== Aim of the exercise ==
If a record holds a picture, please leave the picture out and copy the rest of the record exactly.
═════ Working data ═════
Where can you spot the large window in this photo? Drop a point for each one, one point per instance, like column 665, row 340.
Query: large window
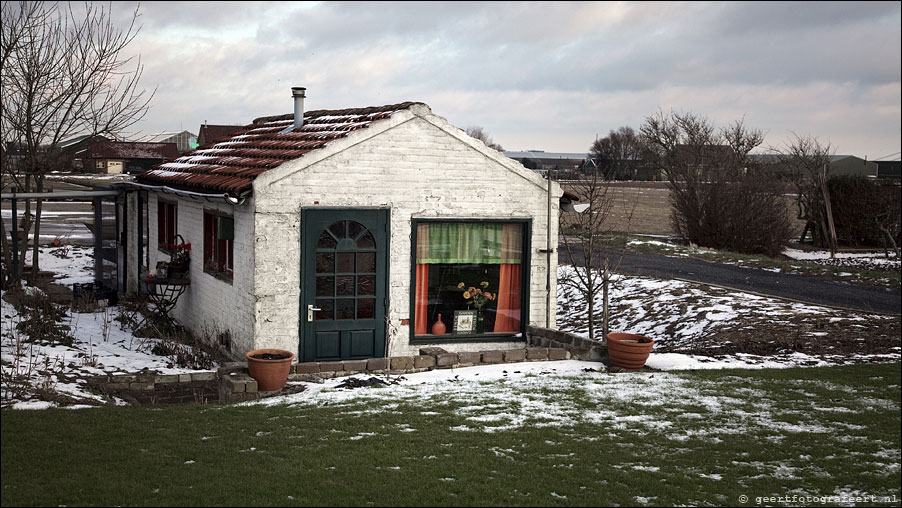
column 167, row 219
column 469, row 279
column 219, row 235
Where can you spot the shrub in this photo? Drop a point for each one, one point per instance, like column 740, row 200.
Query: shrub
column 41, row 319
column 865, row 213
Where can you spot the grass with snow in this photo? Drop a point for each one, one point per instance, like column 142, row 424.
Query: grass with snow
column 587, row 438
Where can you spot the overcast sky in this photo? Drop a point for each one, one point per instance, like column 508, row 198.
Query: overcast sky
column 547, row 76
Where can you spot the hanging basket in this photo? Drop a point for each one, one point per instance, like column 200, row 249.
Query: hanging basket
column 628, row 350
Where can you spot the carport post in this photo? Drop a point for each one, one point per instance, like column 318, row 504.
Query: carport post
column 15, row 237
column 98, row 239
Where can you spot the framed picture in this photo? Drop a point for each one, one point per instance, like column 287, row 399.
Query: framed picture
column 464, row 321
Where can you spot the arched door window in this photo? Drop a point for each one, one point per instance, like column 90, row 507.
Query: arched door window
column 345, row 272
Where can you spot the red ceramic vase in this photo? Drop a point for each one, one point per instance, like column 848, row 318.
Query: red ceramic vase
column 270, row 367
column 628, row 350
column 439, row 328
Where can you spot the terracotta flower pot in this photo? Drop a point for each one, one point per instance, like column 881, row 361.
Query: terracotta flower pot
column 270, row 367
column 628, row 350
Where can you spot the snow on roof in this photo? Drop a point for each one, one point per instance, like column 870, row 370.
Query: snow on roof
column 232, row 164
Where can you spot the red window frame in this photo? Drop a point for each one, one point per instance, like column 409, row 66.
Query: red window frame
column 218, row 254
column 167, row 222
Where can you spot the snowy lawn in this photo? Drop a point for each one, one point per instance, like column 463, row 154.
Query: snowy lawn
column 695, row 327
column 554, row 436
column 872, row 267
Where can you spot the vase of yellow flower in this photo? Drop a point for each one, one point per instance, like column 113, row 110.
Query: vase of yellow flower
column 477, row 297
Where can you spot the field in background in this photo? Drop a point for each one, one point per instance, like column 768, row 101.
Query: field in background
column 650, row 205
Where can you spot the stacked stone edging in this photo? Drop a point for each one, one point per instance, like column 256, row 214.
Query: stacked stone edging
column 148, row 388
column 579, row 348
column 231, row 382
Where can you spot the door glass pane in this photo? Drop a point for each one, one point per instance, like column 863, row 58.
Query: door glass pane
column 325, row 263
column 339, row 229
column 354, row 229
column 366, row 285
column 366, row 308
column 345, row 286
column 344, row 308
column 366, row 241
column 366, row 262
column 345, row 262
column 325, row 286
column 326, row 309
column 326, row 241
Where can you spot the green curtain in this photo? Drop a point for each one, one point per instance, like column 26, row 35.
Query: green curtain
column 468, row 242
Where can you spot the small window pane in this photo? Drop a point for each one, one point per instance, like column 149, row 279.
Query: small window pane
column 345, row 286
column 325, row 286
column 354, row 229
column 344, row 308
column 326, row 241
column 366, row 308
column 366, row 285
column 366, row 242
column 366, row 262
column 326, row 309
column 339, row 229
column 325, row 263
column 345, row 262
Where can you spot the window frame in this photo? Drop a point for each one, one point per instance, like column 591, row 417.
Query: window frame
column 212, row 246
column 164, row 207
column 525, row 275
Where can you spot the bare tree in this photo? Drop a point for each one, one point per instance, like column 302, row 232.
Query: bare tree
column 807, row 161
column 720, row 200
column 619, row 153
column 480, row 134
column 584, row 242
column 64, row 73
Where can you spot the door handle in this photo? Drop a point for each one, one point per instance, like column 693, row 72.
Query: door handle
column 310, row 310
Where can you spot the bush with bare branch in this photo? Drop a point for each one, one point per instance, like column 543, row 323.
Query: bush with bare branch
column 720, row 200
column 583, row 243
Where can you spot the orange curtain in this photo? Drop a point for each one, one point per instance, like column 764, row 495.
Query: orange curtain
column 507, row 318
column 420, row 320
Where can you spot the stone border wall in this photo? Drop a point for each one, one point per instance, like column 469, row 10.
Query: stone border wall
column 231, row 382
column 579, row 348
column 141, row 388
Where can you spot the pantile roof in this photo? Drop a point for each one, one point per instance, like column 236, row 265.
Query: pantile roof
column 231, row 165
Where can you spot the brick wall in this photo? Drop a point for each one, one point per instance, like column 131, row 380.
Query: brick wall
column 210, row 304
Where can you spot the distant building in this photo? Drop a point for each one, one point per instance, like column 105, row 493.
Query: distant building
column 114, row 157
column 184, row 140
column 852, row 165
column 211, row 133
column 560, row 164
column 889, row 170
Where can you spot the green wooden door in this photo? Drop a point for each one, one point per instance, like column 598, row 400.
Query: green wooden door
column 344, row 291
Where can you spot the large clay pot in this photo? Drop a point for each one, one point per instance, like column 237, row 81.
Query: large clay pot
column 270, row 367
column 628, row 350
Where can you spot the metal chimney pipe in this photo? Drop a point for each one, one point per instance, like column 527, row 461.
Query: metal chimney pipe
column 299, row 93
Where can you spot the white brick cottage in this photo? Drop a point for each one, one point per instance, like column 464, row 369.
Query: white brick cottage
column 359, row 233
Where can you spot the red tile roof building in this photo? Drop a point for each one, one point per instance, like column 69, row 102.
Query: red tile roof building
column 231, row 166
═════
== Response ==
Where can you spot the large window in this photo? Drop a point for each one, one point per instance, like column 665, row 340.
Query: large window
column 167, row 219
column 469, row 279
column 219, row 235
Where can you spot the shrub in this photo? Drop a point for each one, one point per instance, like column 740, row 200.
Query: shrub
column 41, row 319
column 865, row 213
Where can you spot the grass with snow in this photo? Drop a point for each one, one point per instance, like column 142, row 424.
Query: grass with snow
column 587, row 438
Where can you spot the overcast sky in this photo? Drop a point for each one, one point per instance, like column 508, row 198.
Query: overcast sky
column 547, row 76
Where can you spot the hanging basket in this photo? Drop a point for each one, one point per instance, like column 200, row 249.
Query: hanging basket
column 628, row 350
Where can you spot the carport post in this photo? Drop a point for each one, one point per instance, like column 318, row 504.
Query: carport post
column 15, row 237
column 98, row 239
Where can you spot the framed picture in this photo? Drop a point for each one, one point per instance, like column 287, row 399.
Query: framed picture
column 464, row 321
Where can you spot the arched door window in this photo? Drop a point for each one, one point per instance, like column 90, row 507.
Query: arched door window
column 345, row 272
Where can you spot the red ceramic vase in this photo? Drop a point for each one, one point per instance, like column 848, row 318.
Query: red ceramic vase
column 270, row 367
column 628, row 350
column 439, row 328
Where can you spot the terracotta flower pot in this photo? Drop a point for each one, one point per instance, like column 881, row 361.
Query: terracotta flower pot
column 270, row 367
column 628, row 350
Where can you spot the snow on roof in this photo? Drop a point for each one, one point per instance, like column 870, row 370.
Query: snow on roof
column 232, row 164
Where can you spot the red window frame in this photo? Drop a point for each one, one point per instance, like column 409, row 66.
Query: red window frame
column 218, row 254
column 167, row 222
Where can you spot the snowy lawn in this photo? Drop a point for each one, one point per instance, like column 463, row 154.
Query: snowy lawn
column 695, row 327
column 554, row 436
column 872, row 267
Where can you spot the vase of yellow flower in this photo? Drop a point for each one, one point per instance, like column 113, row 110.
Query: vase of yellow flower
column 477, row 297
Where can you spot the field in background in this photo? Drop a point for each one, one point per instance, like column 768, row 101.
Query: field in background
column 650, row 205
Where can you spot the stacked stone edging in this photo? Drop a point for each one, one point per instance, like column 256, row 214.
Query: stacked stone edging
column 148, row 388
column 579, row 348
column 231, row 382
Where can you spot the door glass pane in this photo? Drop a point for each one, one point per instance, like column 863, row 58.
Query: door glass pane
column 325, row 263
column 339, row 229
column 354, row 229
column 366, row 285
column 366, row 308
column 345, row 286
column 344, row 308
column 366, row 241
column 366, row 262
column 345, row 262
column 325, row 286
column 326, row 309
column 326, row 241
Where can you spot the green curtain in this photo? Drop a point for each one, one point per instance, like column 26, row 35.
Query: green curtain
column 468, row 242
Where can you spot the small window pane in this photo? Drop a point for each one, one point per instance, like column 149, row 279.
Query: small window pane
column 345, row 286
column 325, row 286
column 354, row 229
column 344, row 308
column 326, row 241
column 366, row 308
column 366, row 285
column 366, row 242
column 366, row 262
column 326, row 309
column 339, row 229
column 325, row 263
column 345, row 262
Where can you spot the window frame in this photo? Drop a point for each one, one point per instance, like column 591, row 417.
Query: window frame
column 212, row 246
column 164, row 207
column 525, row 275
Where can you spot the bare tree in this photo? Drop a point for each one, one point per instance, like column 302, row 232.
Query: bare tree
column 807, row 161
column 720, row 200
column 619, row 153
column 480, row 134
column 584, row 242
column 64, row 73
Where can you spot the door handle in this photo? Drop a point for each one, one point per instance, like column 693, row 72.
Query: door handle
column 310, row 310
Where can you spot the bush with bare branch in this photo? Drop a point for each one, one point per instance, like column 543, row 323.
Query: bush with bare branch
column 720, row 200
column 583, row 243
Where can you spot the orange curtain in this photo? Drop a point for each one, one point per instance, like column 764, row 495.
Query: orange curtain
column 507, row 318
column 420, row 320
Where can you spot the stone border wall in this photo? Drop a point for each one, one point per instance, like column 469, row 10.
Query: stone border wall
column 231, row 382
column 579, row 348
column 141, row 388
Where can you spot the pantile roof in this photo? Drop a point for each one, one point per instance, like column 236, row 265.
Query: pantile roof
column 231, row 165
Where can you spot the brick wall in this photo? Drop a point for each one, one point per instance, like column 131, row 380.
Query: brick wall
column 210, row 304
Where can you spot the distant building in this photo? Drop a point for each one, one point per instance, like column 105, row 493.
Query: distant building
column 114, row 157
column 184, row 140
column 852, row 165
column 211, row 133
column 560, row 164
column 889, row 170
Where can you spot the green wooden door in this photo? Drop a point for each one, one point per instance, like column 598, row 400.
Query: green wooden door
column 344, row 291
Where can you spot the large clay pot in this photo? Drop a point for each one, one point per instance, like column 237, row 81.
Query: large clay pot
column 270, row 367
column 628, row 350
Where can you spot the metal chimney pipe in this photo? Drop a point for each one, one point per instance, like column 527, row 461.
Query: metal chimney pipe
column 299, row 93
Where can you spot the white brick cottage in this photo? Drop a point for each one, one point per instance, like column 464, row 369.
Query: white brick cottage
column 359, row 233
Where can you spot the red tile roof building in this photo? Drop a point for each one, one point per instance, like column 69, row 102.
Query: red tile roof building
column 231, row 166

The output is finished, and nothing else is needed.